__To do__. Could you change "Annotate" to "Label" in the material starting at its first line and ending at the line that contains "<point>225,39</point>", returning only those lines with nothing else altered?

__The data__.

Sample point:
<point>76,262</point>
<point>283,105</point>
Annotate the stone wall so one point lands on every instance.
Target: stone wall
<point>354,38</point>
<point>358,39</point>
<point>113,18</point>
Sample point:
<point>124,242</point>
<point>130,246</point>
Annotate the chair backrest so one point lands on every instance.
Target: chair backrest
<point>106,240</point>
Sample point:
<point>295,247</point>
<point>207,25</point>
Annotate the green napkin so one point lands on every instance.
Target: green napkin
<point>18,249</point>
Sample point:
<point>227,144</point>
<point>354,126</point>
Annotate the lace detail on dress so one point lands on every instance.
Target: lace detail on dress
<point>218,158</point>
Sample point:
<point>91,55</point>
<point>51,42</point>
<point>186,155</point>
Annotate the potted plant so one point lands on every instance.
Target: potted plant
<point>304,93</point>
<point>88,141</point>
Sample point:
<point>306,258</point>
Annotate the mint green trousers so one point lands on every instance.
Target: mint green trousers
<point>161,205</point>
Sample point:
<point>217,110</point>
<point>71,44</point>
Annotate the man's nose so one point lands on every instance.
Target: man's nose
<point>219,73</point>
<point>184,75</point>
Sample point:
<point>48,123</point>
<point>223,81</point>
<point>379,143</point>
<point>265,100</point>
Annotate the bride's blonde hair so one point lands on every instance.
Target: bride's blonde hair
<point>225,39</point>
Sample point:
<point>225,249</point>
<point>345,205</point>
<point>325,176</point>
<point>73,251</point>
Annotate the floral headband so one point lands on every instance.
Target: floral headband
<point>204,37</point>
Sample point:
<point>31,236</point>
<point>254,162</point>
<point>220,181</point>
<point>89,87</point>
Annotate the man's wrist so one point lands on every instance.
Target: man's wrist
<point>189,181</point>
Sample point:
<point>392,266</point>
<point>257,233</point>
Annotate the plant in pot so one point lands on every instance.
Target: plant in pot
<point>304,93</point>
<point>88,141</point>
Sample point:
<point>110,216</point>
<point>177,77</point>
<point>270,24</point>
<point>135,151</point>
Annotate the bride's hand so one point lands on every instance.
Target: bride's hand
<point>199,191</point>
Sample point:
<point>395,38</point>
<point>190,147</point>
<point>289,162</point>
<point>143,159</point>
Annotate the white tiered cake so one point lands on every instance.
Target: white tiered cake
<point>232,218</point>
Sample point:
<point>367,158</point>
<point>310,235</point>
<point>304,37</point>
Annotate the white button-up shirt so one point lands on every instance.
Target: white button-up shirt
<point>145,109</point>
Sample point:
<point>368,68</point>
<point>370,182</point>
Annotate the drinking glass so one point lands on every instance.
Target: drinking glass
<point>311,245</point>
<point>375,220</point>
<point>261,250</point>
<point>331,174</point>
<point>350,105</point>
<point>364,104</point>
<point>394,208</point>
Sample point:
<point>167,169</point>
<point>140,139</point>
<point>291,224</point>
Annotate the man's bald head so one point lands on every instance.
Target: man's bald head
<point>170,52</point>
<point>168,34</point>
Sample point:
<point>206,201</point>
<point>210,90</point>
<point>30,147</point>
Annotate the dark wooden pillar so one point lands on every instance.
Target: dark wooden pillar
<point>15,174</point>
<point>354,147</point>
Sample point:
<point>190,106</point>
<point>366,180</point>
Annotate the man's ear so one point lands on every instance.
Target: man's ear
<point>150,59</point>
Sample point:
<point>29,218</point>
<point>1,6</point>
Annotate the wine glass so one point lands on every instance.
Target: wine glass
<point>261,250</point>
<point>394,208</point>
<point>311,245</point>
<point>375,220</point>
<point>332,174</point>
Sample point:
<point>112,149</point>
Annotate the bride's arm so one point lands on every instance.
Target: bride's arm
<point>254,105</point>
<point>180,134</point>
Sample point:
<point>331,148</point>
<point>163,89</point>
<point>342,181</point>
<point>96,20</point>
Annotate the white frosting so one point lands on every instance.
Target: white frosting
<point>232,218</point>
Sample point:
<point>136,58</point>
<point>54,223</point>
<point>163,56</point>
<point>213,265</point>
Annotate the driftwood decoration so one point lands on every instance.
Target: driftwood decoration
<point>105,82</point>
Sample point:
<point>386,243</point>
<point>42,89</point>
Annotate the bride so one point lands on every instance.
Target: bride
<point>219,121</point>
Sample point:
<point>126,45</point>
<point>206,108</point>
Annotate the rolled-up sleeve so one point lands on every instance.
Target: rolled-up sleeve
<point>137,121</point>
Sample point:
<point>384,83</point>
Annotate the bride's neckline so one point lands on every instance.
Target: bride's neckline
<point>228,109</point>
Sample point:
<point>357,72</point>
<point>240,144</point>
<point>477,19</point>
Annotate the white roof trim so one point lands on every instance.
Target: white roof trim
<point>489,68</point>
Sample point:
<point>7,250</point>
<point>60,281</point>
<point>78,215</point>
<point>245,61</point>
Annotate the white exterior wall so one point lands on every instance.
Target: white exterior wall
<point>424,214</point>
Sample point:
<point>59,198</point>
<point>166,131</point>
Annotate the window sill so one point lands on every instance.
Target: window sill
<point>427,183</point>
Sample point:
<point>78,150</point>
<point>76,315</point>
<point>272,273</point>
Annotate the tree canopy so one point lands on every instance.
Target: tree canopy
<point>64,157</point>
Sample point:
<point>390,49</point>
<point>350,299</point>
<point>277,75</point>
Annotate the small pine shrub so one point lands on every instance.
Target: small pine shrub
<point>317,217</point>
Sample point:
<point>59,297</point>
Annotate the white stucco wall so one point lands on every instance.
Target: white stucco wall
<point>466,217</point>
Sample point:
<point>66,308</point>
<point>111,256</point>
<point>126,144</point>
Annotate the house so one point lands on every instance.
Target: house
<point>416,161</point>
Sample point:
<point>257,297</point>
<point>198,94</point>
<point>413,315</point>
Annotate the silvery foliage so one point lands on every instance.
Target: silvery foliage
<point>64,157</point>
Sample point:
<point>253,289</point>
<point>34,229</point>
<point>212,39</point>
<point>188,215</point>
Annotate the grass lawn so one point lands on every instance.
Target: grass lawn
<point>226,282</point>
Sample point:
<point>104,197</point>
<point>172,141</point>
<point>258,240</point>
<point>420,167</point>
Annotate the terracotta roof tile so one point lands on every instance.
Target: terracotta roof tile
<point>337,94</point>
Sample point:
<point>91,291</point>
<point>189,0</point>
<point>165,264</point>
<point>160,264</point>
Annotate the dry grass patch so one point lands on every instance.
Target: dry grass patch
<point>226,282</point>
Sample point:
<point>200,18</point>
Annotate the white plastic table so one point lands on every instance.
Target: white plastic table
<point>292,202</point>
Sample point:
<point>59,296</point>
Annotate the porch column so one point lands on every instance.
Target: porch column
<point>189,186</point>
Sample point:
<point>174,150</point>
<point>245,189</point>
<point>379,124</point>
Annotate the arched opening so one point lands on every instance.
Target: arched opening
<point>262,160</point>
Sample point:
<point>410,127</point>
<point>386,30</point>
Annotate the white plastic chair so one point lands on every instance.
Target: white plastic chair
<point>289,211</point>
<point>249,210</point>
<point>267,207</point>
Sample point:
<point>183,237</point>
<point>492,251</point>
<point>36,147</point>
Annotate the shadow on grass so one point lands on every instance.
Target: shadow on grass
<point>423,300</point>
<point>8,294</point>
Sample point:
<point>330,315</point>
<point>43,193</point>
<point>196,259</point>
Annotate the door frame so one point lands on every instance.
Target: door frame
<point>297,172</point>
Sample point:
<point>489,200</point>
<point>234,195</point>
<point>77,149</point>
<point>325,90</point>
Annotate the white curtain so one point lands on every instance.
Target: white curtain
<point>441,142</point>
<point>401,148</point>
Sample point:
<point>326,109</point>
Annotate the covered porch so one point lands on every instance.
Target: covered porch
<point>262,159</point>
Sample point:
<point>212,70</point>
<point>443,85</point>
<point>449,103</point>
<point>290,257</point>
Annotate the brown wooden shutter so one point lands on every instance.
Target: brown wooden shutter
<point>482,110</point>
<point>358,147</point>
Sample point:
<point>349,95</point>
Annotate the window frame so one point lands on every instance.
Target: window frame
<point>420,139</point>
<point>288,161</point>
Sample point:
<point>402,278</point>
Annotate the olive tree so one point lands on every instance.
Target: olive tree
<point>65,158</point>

__Complete response__.
Sample point:
<point>76,262</point>
<point>283,105</point>
Label the stone wall so one point lands on every instance.
Target: stone wall
<point>354,38</point>
<point>358,39</point>
<point>113,18</point>
Sample point:
<point>124,242</point>
<point>130,246</point>
Label the chair backrest so one point lands on every instance.
Target: chair backrest
<point>106,240</point>
Sample point:
<point>295,247</point>
<point>207,25</point>
Label the green napkin so one point lands on every instance.
Target: green napkin
<point>18,249</point>
Sample point:
<point>227,144</point>
<point>354,126</point>
Label the lace detail on dress so one point lands on every instance.
Target: lace detail on dress
<point>218,158</point>
Sample point:
<point>91,55</point>
<point>51,42</point>
<point>186,155</point>
Label the potted plant so one point lands on every instance.
Target: potted plant
<point>304,93</point>
<point>88,141</point>
Sample point:
<point>306,258</point>
Label the mint green trousers so one point lands on every instance.
Target: mint green trousers
<point>161,205</point>
Sample point:
<point>217,110</point>
<point>71,44</point>
Label the man's nose so one point lands on every instance.
Target: man's nose
<point>219,73</point>
<point>184,75</point>
Sample point:
<point>48,123</point>
<point>223,81</point>
<point>379,143</point>
<point>265,100</point>
Label the bride's blonde hair so one point lands on every instance.
Target: bride's blonde hair
<point>225,39</point>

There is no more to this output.